━━━ RECORDS FOR THE TASK

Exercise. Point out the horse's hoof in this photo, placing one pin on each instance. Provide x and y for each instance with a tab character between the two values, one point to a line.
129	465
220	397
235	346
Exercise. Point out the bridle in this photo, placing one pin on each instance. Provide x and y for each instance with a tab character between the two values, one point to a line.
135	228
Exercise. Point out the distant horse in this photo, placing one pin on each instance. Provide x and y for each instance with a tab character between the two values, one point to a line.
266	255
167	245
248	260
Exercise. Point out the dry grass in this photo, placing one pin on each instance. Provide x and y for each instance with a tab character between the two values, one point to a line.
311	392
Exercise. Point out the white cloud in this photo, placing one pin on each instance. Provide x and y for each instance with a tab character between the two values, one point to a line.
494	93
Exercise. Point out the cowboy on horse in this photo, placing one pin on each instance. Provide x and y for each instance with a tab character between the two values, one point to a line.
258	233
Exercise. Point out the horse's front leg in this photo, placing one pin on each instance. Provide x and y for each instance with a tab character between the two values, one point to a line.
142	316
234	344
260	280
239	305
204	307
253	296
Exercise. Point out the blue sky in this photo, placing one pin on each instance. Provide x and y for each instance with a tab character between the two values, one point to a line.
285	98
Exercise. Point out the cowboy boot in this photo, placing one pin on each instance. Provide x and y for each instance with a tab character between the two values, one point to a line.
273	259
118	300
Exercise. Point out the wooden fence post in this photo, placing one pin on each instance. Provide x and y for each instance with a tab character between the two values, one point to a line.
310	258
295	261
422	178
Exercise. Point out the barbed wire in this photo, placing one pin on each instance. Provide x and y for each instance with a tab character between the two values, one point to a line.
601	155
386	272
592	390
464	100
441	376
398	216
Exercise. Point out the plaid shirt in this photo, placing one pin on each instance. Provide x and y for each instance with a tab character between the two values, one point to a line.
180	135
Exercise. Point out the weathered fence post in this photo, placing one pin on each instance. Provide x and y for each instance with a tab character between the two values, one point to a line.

━━━━━━

All of the data above should be reproduced exactly, with nothing missing.

Exercise. Point out the horse's hoof in this photo, placing one pin on each instance. Provide x and y for each instance with a tab character between the two values, one point to a line.
129	465
220	397
235	346
Exercise. Point out the bridle in this photo, placing one pin on each instance. Provide x and y for each instance with a tab character between the two values, one point to a line.
135	228
Exercise. Point out the distant horse in this photo, placing one pin on each instance. Provide x and y for each instance with a tab character between the two values, one point to a line.
266	255
167	245
248	260
Exercise. Point out the dry grass in this photo, placing one pin on each instance. Provide x and y for each instance with a tab character between the two values, one point to a line.
311	392
Exercise. Point out the white cloud in this photo, placing one pin on each instance. Provide x and y for each instance with a tab character between the two values, one point to a line.
494	93
Exercise. Point out the cowboy on horse in this photo, placing one pin on each instance. Provide x and y for each instance with a tab character between the two values, one point to a line.
258	233
Exercise. Point out the horse's front leg in this photo, placing one pin on each instance. Provide x and y for each instance with a tab character between the two values, one point to a line.
142	316
234	344
260	280
239	305
204	307
253	296
Exercise. Point out the blue sky in this photo, placing one pin on each instance. Provide x and y for each instance with a tab character between the two values, one point to a line.
285	98
Exercise. Point out the cowboy boot in this photo, placing one pin on each instance. Provide x and y for each instance with a tab character between the two values, one point to a line.
273	259
118	300
Exercise. Point out the wooden fence post in this photo, placing one pin on each instance. Provide x and y for each instance with a tab character between the two values, one point to a line.
310	258
295	261
422	178
Exercise. Point out the barbed wire in this photo, placing one pin on each instance. Provide x and y for each instance with a tab character between the two values, one point to a line.
601	155
386	272
592	390
464	100
441	376
398	216
Exercise. Point out the plaid shirt in this photo, placing one pin on each instance. Provide x and y for each instance with a tab character between the two values, one point to a line.
180	135
Exercise. Point out the weathered fence post in this photo, placing one pin on each instance. Provide x and y for each instance with a tab character between the two values, one point to a line.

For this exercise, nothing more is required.